§ **Short task**
Copy out everything from the line containing "of the forested" down to the line containing "pixel 196 828", renaming "exhaust pipe" to "tailpipe" and leaving all else unchanged.

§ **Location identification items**
------------------------
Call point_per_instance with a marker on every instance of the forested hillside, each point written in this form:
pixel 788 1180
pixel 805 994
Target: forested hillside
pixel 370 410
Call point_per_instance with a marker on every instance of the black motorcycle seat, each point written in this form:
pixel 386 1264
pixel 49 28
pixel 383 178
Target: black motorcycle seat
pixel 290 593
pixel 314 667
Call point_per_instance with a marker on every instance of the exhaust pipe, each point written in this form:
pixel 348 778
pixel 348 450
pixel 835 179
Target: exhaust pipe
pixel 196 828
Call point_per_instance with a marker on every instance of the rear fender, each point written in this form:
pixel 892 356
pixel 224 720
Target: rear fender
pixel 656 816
------------------------
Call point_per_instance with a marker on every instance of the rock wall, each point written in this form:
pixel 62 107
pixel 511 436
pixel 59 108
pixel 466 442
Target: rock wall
------------------------
§ **Response to this exercise**
Call point_per_instance with a marker on every instance of the forested hillside, each point written in this form:
pixel 788 1180
pixel 805 994
Target: forested hillside
pixel 370 410
Call point_per_instance with a marker on every instance of the black motorcycle seat, each point written in this form:
pixel 386 1264
pixel 49 28
pixel 383 178
Target: black motorcycle seat
pixel 290 593
pixel 314 667
Call point_per_instance with a marker on every instance of the tailpipe, each point written in this form:
pixel 348 778
pixel 348 450
pixel 835 179
Target: tailpipe
pixel 196 828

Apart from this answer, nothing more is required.